**** Text excerpt

- Published on 03 December 2013
The THIEL CS2.7 Floor-standing Speakers In Use
This is not a relaxed or laid-back speaker, at all. Mellow is not the name of the game here. In fact the more you push, the better the results. Warm is not a characteristic I'd use either for the CS2.7 which doesn't suggest a lack of smooth delivery but rather an overall sound that is accurate in detail and transparent. The CS2.7 is hardly bright, or in excess of sibilance either and I never fatigued listening to them. Having said that however, I still found my preference was with a tube amplifier, what you may give up in bottom end you get back in richness.
The Thiel CS2.7 can play big or spacious, yet has such finesse from delicate highs to fuller mid-range cleanliness and bass that is taut and controlled. Control being the key word there, the entire frequency spectrum is so well-represented, I couldn't find fault in any range. At no time did I sense anything more than a balanced presentation. In fact the CS2.7's reproduced the full dynamics of any recording I threw at them. The tonal quality of instruments is superb, pianos sound full-bodied, acoustic guitars warm, plucky, and electric guitars sharp and clean.

********
**** Data for analysis

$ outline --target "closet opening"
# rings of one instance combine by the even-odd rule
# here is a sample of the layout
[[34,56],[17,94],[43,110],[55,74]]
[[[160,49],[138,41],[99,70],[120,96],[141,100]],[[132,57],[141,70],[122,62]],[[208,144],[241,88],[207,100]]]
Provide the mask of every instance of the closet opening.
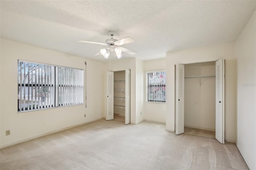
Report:
[[225,60],[177,64],[175,75],[175,134],[224,144]]
[[184,65],[184,133],[215,139],[215,62]]
[[106,120],[130,122],[130,70],[108,71]]
[[114,120],[125,122],[125,71],[114,72]]

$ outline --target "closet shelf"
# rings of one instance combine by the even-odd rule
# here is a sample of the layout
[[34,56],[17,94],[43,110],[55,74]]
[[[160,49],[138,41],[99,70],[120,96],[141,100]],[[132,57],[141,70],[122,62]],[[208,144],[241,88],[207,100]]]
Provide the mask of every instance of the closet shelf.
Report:
[[212,77],[215,77],[215,75],[208,75],[208,76],[190,76],[190,77],[185,77],[184,78],[185,79],[197,79],[199,78],[212,78]]
[[125,93],[125,92],[124,91],[124,89],[114,89],[114,90],[116,90],[116,91],[122,91],[124,92],[124,93]]
[[125,102],[125,97],[114,97],[114,98],[117,99],[122,100],[122,101],[124,101],[124,102]]
[[116,80],[114,81],[116,82],[124,82],[125,81],[125,80]]
[[122,109],[125,111],[125,107],[124,106],[120,106],[119,105],[114,105],[114,106],[116,107],[118,107],[118,108]]

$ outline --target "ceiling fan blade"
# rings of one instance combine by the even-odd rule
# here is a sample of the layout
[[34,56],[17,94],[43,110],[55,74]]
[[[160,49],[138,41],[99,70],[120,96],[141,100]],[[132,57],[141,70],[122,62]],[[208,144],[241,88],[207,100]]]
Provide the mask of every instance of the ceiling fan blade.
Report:
[[99,55],[100,54],[100,51],[98,53],[95,54],[94,55],[95,56],[98,55]]
[[121,45],[127,43],[130,43],[133,42],[135,40],[132,38],[130,37],[127,37],[126,38],[123,38],[115,42],[115,45]]
[[84,41],[84,40],[79,40],[79,41],[78,41],[78,42],[85,42],[85,43],[96,43],[96,44],[97,44],[103,45],[107,45],[105,43],[97,43],[97,42],[87,42],[87,41]]
[[128,49],[127,48],[124,48],[122,47],[119,47],[121,48],[122,51],[124,51],[125,53],[126,53],[129,54],[130,54],[131,55],[136,55],[137,54],[137,52],[134,51],[133,51],[130,50],[130,49]]

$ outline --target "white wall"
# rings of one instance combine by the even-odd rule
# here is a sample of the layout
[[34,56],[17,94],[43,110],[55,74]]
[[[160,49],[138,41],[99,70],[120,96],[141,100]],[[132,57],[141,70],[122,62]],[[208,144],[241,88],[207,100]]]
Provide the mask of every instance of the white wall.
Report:
[[[1,147],[103,117],[103,63],[3,38],[0,53]],[[86,61],[87,108],[82,105],[18,113],[18,59],[82,69]],[[7,130],[10,135],[5,136]]]
[[[236,98],[233,93],[236,89],[236,60],[234,43],[227,43],[172,51],[166,53],[166,130],[175,130],[175,67],[177,63],[187,64],[226,59],[226,140],[236,140]],[[233,99],[232,99],[233,98]]]
[[[215,75],[215,62],[185,65],[185,77]],[[184,126],[215,131],[215,77],[185,78]]]
[[256,169],[256,12],[236,42],[237,58],[236,145],[249,168]]
[[[144,71],[143,71],[144,62],[136,58],[136,124],[143,121],[144,113],[143,108],[145,98],[144,89],[145,83],[144,81]],[[140,115],[141,112],[142,114]]]
[[[165,58],[144,61],[144,82],[146,82],[146,71],[164,70],[166,68]],[[144,91],[145,97],[144,102],[144,119],[146,120],[155,121],[165,123],[166,120],[166,104],[146,101],[146,85]]]

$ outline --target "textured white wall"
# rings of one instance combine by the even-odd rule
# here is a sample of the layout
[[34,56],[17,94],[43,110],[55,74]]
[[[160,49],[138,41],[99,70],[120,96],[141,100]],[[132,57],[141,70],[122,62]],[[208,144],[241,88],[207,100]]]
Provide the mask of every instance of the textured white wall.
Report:
[[166,53],[166,129],[175,130],[175,67],[177,63],[188,64],[226,59],[226,134],[228,141],[236,139],[236,89],[234,43],[219,44]]
[[[215,62],[185,64],[185,77],[215,76]],[[185,79],[184,126],[215,130],[215,78]]]
[[250,169],[256,169],[256,12],[236,42],[237,58],[236,145]]
[[142,113],[145,112],[143,110],[143,104],[145,100],[143,65],[143,61],[136,58],[136,124],[143,121],[144,115]]
[[[144,82],[146,82],[146,71],[164,70],[166,68],[165,58],[145,61],[144,61]],[[145,97],[144,101],[144,119],[156,122],[165,123],[166,120],[166,104],[146,101],[146,85],[144,91]]]
[[[3,38],[0,55],[1,147],[103,117],[102,62]],[[82,105],[18,113],[18,59],[83,69],[86,61],[87,108]],[[5,136],[7,130],[10,135]]]

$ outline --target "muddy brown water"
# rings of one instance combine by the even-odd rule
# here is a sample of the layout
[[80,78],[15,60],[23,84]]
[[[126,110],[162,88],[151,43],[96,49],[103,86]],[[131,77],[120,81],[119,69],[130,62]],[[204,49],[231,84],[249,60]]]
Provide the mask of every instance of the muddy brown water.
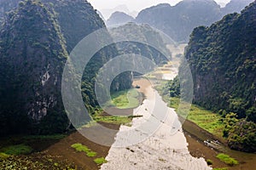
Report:
[[[183,129],[189,143],[190,154],[193,156],[212,160],[213,162],[212,167],[228,167],[229,170],[256,170],[256,154],[230,150],[224,143],[220,143],[214,148],[207,146],[204,143],[205,140],[221,140],[189,121],[186,120],[184,122]],[[227,166],[216,158],[218,153],[230,155],[230,157],[236,159],[240,162],[239,165],[234,167]]]

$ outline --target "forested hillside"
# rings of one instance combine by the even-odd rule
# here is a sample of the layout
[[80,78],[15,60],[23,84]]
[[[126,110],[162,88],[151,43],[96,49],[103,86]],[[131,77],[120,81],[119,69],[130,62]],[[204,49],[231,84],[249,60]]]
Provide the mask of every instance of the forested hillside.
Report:
[[[223,116],[229,145],[256,150],[256,3],[194,30],[186,48],[194,102]],[[172,95],[178,94],[177,79]]]

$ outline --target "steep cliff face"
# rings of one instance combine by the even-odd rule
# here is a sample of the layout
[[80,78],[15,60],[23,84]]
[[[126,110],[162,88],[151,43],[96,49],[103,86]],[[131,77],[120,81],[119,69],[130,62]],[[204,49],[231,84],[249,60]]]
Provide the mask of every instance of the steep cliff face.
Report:
[[9,14],[1,31],[3,123],[15,128],[27,125],[20,123],[26,116],[34,123],[54,113],[64,116],[60,89],[67,57],[55,18],[42,3],[20,3]]
[[222,8],[223,14],[228,14],[234,12],[240,13],[246,6],[253,3],[254,0],[231,0]]
[[[87,1],[42,2],[20,2],[4,17],[0,33],[0,135],[67,130],[69,122],[61,95],[65,62],[80,40],[105,27]],[[96,75],[116,55],[115,45],[103,48],[84,70],[82,95],[90,111],[97,105]],[[131,73],[124,73],[114,87],[131,85]]]

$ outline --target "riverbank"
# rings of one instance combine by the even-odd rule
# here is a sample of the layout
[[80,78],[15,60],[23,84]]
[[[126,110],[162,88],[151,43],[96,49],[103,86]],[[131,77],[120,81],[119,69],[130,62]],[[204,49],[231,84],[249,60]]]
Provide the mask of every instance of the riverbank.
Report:
[[[158,88],[159,89],[159,88]],[[171,107],[177,108],[179,99],[165,96]],[[183,125],[189,143],[189,150],[193,156],[211,160],[212,167],[225,167],[229,170],[254,170],[256,154],[230,150],[226,139],[222,137],[224,128],[221,116],[202,107],[192,105],[186,121]],[[216,156],[224,153],[235,158],[239,165],[228,166],[220,162]]]
[[[177,114],[167,107],[150,82],[140,79],[134,83],[141,87],[138,90],[146,96],[134,110],[135,115],[143,116],[133,118],[131,127],[120,127],[106,157],[108,162],[101,169],[210,169],[204,159],[189,154],[179,126],[176,133],[172,133],[175,128],[174,122],[177,120]],[[166,117],[161,120],[160,116],[165,113]],[[150,129],[154,130],[152,133]],[[124,142],[125,147],[117,147]]]

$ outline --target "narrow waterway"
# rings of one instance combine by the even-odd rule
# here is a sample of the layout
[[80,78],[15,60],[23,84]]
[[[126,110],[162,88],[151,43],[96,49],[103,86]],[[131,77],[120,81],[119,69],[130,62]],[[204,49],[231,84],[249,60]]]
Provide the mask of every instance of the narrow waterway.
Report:
[[[131,127],[120,127],[106,157],[108,162],[101,169],[211,169],[203,158],[193,157],[189,154],[182,128],[172,133],[172,129],[179,127],[176,122],[177,114],[173,109],[167,107],[150,82],[147,79],[140,79],[134,83],[141,87],[139,90],[146,96],[143,104],[133,111],[134,116],[142,116],[133,118]],[[147,124],[147,122],[152,122],[152,126],[145,133],[145,128],[140,126]],[[154,128],[155,130],[151,134]],[[140,139],[142,142],[137,143]],[[132,142],[136,144],[116,147]]]

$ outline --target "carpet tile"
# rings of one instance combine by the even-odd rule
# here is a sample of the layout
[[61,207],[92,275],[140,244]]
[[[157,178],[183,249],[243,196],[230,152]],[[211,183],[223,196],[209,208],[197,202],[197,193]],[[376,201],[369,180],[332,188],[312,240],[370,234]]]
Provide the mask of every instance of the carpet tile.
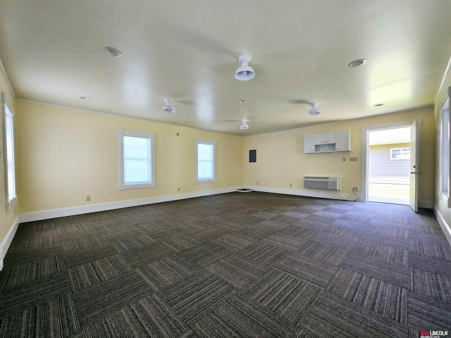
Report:
[[260,264],[271,265],[278,259],[287,256],[290,251],[267,243],[257,243],[248,246],[240,254]]
[[401,287],[409,287],[409,268],[406,265],[350,253],[341,266]]
[[407,289],[340,268],[326,291],[399,323],[406,323]]
[[247,287],[243,294],[298,324],[321,291],[319,287],[271,269]]
[[407,250],[371,242],[362,242],[357,246],[355,252],[360,255],[403,265],[407,265],[409,260]]
[[84,327],[148,295],[152,289],[137,272],[74,293],[80,325]]
[[185,323],[192,324],[213,311],[235,289],[207,272],[190,276],[157,293]]
[[264,306],[235,296],[194,325],[204,338],[292,337],[295,326]]
[[137,271],[154,290],[158,291],[194,275],[199,269],[173,255],[146,264]]
[[20,224],[0,337],[419,338],[451,332],[431,210],[253,192]]
[[128,264],[120,255],[104,257],[68,269],[70,284],[75,292],[130,272]]
[[327,292],[320,296],[301,326],[319,337],[408,337],[407,325]]
[[178,338],[189,327],[156,296],[151,295],[114,311],[83,328],[83,337]]
[[234,255],[206,268],[208,271],[236,289],[242,289],[266,269],[263,264]]
[[326,287],[338,270],[338,267],[321,261],[297,255],[290,255],[273,267],[319,287]]

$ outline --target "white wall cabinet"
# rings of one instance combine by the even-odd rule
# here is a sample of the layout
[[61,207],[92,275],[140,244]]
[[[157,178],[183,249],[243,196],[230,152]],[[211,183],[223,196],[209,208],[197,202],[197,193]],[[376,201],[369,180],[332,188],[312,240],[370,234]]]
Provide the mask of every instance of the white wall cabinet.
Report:
[[304,152],[315,152],[315,134],[305,135],[304,137]]
[[304,136],[304,152],[306,154],[350,151],[350,130],[340,130]]
[[351,151],[351,131],[335,132],[335,151]]
[[314,134],[314,135],[315,136],[315,145],[316,146],[335,143],[335,132]]

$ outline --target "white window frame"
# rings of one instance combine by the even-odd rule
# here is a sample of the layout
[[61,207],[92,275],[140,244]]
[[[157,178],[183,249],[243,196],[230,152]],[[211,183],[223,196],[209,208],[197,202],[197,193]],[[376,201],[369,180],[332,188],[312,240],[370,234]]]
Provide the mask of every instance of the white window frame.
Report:
[[[405,154],[407,150],[409,150],[409,154]],[[393,157],[393,151],[399,150],[400,151],[401,157]],[[404,148],[391,148],[390,149],[390,160],[409,160],[410,159],[410,147],[406,146]]]
[[[150,182],[140,183],[124,182],[124,136],[144,137],[150,139],[150,161],[152,161],[149,165],[149,168],[152,170],[150,175]],[[155,180],[155,134],[153,132],[136,132],[134,130],[118,129],[118,137],[119,144],[119,190],[156,187],[156,182]]]
[[[213,163],[211,165],[213,166],[212,173],[213,177],[208,178],[199,178],[199,158],[197,156],[197,148],[198,144],[209,144],[213,146]],[[203,139],[195,139],[195,163],[196,163],[196,178],[195,182],[198,183],[209,183],[212,182],[216,182],[216,142],[214,141],[206,141]]]
[[[14,111],[10,109],[6,104],[6,95],[4,92],[1,92],[1,104],[3,109],[3,151],[5,166],[5,197],[6,200],[6,213],[9,213],[17,204],[16,154],[14,154],[16,151],[14,148]],[[8,126],[9,126],[9,128]],[[11,165],[9,163],[11,163]]]

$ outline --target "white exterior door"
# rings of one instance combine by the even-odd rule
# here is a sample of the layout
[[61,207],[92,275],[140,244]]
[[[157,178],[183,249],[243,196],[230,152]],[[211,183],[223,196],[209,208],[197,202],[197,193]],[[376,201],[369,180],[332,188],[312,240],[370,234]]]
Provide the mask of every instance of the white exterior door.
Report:
[[418,212],[418,175],[421,173],[418,165],[418,144],[419,132],[418,121],[415,120],[410,126],[410,207]]

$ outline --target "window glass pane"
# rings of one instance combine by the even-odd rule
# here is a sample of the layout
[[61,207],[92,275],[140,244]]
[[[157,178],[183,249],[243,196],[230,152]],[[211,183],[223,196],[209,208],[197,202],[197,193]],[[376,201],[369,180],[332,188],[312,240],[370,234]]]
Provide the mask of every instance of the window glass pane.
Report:
[[14,130],[13,115],[6,107],[5,118],[6,130],[6,170],[8,170],[8,201],[16,197],[16,173],[14,170]]
[[152,180],[150,139],[123,137],[124,183],[150,182]]
[[214,178],[213,144],[197,144],[197,178]]
[[199,180],[213,178],[213,168],[210,162],[199,162],[197,164],[197,177]]
[[449,101],[442,109],[442,146],[441,151],[441,183],[442,192],[449,196],[450,186],[450,104]]

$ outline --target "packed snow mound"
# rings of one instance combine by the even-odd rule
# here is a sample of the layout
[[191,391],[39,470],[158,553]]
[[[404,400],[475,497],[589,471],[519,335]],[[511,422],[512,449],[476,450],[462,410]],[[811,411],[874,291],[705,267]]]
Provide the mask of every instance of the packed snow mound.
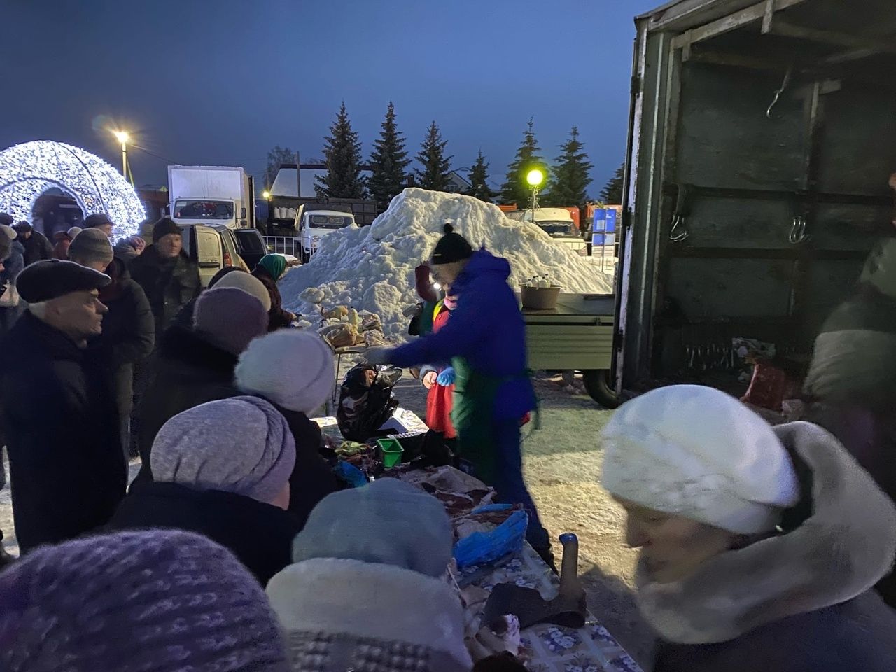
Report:
[[512,221],[496,205],[472,196],[409,188],[369,227],[328,234],[310,263],[291,269],[280,281],[283,303],[311,320],[321,308],[337,306],[369,311],[380,316],[387,336],[401,336],[409,323],[402,311],[419,302],[414,269],[428,260],[449,221],[474,248],[485,246],[510,262],[515,289],[542,275],[564,292],[612,291],[612,276],[538,226]]

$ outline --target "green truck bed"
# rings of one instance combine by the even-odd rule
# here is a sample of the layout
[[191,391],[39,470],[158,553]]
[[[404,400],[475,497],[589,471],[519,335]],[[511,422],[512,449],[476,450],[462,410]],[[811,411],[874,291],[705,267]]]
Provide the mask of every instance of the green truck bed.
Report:
[[607,375],[613,355],[615,297],[561,294],[552,310],[523,309],[529,366],[535,370],[582,371],[599,403],[618,404]]

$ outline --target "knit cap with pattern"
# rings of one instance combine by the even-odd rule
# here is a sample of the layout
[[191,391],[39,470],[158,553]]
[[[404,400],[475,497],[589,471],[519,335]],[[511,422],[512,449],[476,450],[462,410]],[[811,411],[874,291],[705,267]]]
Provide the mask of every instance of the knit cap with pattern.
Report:
[[296,466],[286,418],[258,397],[201,404],[166,422],[152,442],[155,480],[223,490],[270,504]]
[[4,672],[287,672],[255,579],[210,539],[143,530],[40,547],[0,573]]
[[108,266],[115,253],[108,237],[99,228],[85,228],[72,240],[68,257],[82,263],[100,262]]

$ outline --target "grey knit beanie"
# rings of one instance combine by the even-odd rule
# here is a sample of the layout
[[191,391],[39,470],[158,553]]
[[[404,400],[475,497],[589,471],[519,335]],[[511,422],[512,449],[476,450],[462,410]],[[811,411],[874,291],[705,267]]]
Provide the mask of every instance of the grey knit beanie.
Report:
[[316,333],[280,329],[249,344],[234,376],[240,392],[310,415],[336,384],[333,351]]
[[442,576],[452,542],[451,520],[435,497],[395,478],[380,478],[324,497],[296,537],[292,559],[358,560]]
[[0,573],[4,672],[286,672],[267,598],[233,555],[179,530],[40,547]]
[[85,228],[72,240],[68,256],[84,263],[103,262],[108,266],[112,263],[115,253],[105,233],[99,228]]
[[238,355],[253,339],[267,333],[269,321],[267,308],[257,298],[229,287],[215,287],[200,294],[193,312],[196,332],[232,355]]
[[152,442],[157,481],[224,490],[271,503],[296,466],[286,418],[258,397],[196,406],[166,422]]

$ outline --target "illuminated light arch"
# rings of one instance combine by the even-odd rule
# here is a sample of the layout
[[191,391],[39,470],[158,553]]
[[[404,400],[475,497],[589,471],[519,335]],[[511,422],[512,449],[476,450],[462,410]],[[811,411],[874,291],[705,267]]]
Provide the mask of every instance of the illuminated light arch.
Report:
[[134,236],[146,211],[134,187],[99,157],[65,142],[35,140],[0,151],[0,212],[30,220],[34,203],[47,189],[71,195],[84,212],[105,212],[115,222],[112,237]]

********

**List of tasks**
1 - Set down the passage of the speaker review from "The Thiel CS2.7 can" to "sharp and clean.".
2 - Decide whether each statement agrees with the speaker review, answering yes or no and quoting the words that settle it: (a) The reviewer describes the CS2.7 as a relaxed, laid-back speaker. (b) The reviewer preferred using a tube amplifier with the CS2.7. (c) The reviewer became fatigued while listening to the CS2.7.
These stored records come from a different source than the text.

**Task results**
1 -
The Thiel CS2.7 can play big or spacious, yet has such finesse from delicate highs to fuller mid-range cleanliness and bass that is taut and controlled. Control being the key word there, the entire frequency spectrum is so well-represented, I couldn't find fault in any range. At no time did I sense anything more than a balanced presentation. In fact the CS2.7's reproduced the full dynamics of any recording I threw at them. The tonal quality of instruments is superb, pianos sound full-bodied, acoustic guitars warm, plucky, and electric guitars sharp and clean.

2 -
(a) No: "This is not a relaxed or laid-back speaker, at all."
(b) Yes: "I still found my preference was with a tube amplifier"
(c) No: "I never fatigued listening to them."